-- PASSAGE SHOWN follows --

“Part of the neural coding where we get our feelings from, and ultimately our behavior, comes from the position of these pictures,” he explains. “Pictures that are close and big and bright and bold have a greater emotional intensity than those that are dull and dim and farther away.”
“And Richard Bandler was the first person to identify this?” I ask.
“Yes,” he says.
He chats away to me, in his hypnotic baritone voice, about this and that: his own worries in life, etc. Suddenly, when I’m not expecting it, he grabs the space in the air where my vision was and mimes chucking it away.
“Let’s shoot it off into the distance,” he says. “Shrink the picture down, drain the color out of it, make it black-and-white. Make it transparent. . . .”
And, sure enough, as the image shoots away, far into the distance, the neurotic feelings associated with it fade too. This is Paul McKenna “repatterning” my brain. He says this isn’t self-help. I don’t have to do anything. This is reprogramming, he says, and I am fixed.
“Oh yeah,” he says. “You don’t have to do anything now. It’s worked.”
A year passes. I don’t have a single paranoid fantasy about something bad happening to my wife and son. I really am cured.
And so I have to say, for all the weirdness, I become very grateful that Richard Bandler invented NLP and taught it to Paul McKenna.
Death at the Château
The Château de Fretay is a hundred-acre estate in the Brittany countryside, with chapels and cottages and a lake and forests. From a distance, the place looks like a dream. Some teenagers from the village tell me that until a few weeks ago they’d go up to hang out with the children of the English couple who lived there. The mother, Joanne, always had an open fire and English breakfasts on the go. The place was so big and overgrown that one time they found a chapel on the grounds that nobody, not even the English kids, knew existed.
I park my car. There are hundreds of seedlings in little plastic cups in rows on tables, ready to plant but all dead now; abandoned plastic garden furniture is strewn everywhere, as if a tornado had come through; a statue of the Madonna and Child stands in some builder’s rubble; and a swimming pool is filled with rotten green water—two unopened bottles of Heineken sit there poolside.
I peer in through the window of the main house. It isn’t, actually, a château. There’s nothing castle-like about it. It’s a big farmhouse. It is dark. The doors and windows are police-taped up, as they have been for the past seven weeks, since September 4, so the place is a time capsule of that weekend. There’s a pack of playing cards on the living room table, a beer on the arm of a comfy-looking leather chair, next to a folder filled with complicated-looking business plans. In the kitchen, the dishwasher is still turned on. You get the eerie sensation that Mr. and Mrs. Hall have just gone into another room and will probably return any second and have a fright to see a journalist peering in through their window.

-- PASSAGE SHOWN concluded --
-- INFORMATION follows --

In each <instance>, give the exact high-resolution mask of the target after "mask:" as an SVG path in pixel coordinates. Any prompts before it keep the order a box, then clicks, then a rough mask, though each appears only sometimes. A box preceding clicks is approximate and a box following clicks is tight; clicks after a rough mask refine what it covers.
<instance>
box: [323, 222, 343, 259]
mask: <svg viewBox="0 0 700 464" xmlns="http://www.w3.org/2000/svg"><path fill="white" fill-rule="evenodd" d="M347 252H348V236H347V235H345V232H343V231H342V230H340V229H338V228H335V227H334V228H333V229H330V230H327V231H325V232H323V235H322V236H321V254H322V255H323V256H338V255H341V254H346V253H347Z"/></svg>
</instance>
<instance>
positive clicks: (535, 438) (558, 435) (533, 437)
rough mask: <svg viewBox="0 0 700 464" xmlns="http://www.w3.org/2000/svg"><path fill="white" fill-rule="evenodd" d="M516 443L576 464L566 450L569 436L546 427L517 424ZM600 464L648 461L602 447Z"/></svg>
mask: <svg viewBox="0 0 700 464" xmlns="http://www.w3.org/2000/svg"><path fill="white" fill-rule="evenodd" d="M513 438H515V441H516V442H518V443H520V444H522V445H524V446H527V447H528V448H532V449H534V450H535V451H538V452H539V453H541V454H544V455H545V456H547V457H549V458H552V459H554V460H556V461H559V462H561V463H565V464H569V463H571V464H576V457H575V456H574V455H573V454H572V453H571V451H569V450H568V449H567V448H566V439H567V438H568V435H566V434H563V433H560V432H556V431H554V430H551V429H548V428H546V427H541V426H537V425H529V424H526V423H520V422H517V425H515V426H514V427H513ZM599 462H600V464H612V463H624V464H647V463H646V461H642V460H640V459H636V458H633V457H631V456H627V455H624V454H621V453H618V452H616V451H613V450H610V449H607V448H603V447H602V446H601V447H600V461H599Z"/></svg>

-- INFORMATION concluded --

- [INSTRUCTIONS]:
[1] Please reproduce, word for word, the stretch of the passage about Paul McKenna and the Château de Fretay from "Death at the" through "kids, knew existed.".
[2] Write the next part of the passage about Paul McKenna and the Château de Fretay, picking up after its final sentence.

- [RESPONSE LIST]:
[1]
Death at the Château
The Château de Fretay is a hundred-acre estate in the Brittany countryside, with chapels and cottages and a lake and forests. From a distance, the place looks like a dream. Some teenagers from the village tell me that until a few weeks ago they’d go up to hang out with the children of the English couple who lived there. The mother, Joanne, always had an open fire and English breakfasts on the go. The place was so big and overgrown that one time they found a chapel on the grounds that nobody, not even the English kids, knew existed.

[2]
The village mayor, Pierre Sourdain, a farmer, says he liked Robert and Joanne Hall very much. All the villagers say the same: They were impressive, charming, self-possessed. (Saying that, the people in the village speak no English, and Robert Hall—despite living here for ten years—never learned French.) For years the Halls had been trying to get an ambitious golf project off the ground. They wanted to turn the château into an eighteen-hole golf resort with holiday cottages. That’s presumably what the file resting on the chair was all about, Mayor Sourdain says.
“It would have happened too,” he says. “They would have made it happen. That’s the kind of man Robert Hall was. It would have been so good for the region.” There’s a short silence. Then he says, less confidently, “I’m sure it would have happened.”
On the evening of September 4, Sourdain got a call from the gendarmes: Something had happened at the château. It is a French custom for the gendarmes to call the mayor, as the representative of the people, to the scene of a crime or a terrible accident. He arrived to see the oldest son, Christopher, twenty-two, with the gendarmes as they stood in protective suits, breaking up a big block of concrete. Robert Hall was inside the house, crying.
“After twenty-four hours, concrete is like biscuit,” Sourdain explains. We’re sitting in his office in the village of Le Châtellier, two miles from the château. “So the gendarmes were crumbling it with their hands. And after a while they discovered a ring. They asked Christopher, ‘Is this your mother’s ring?’ He said, ‘Oui.’”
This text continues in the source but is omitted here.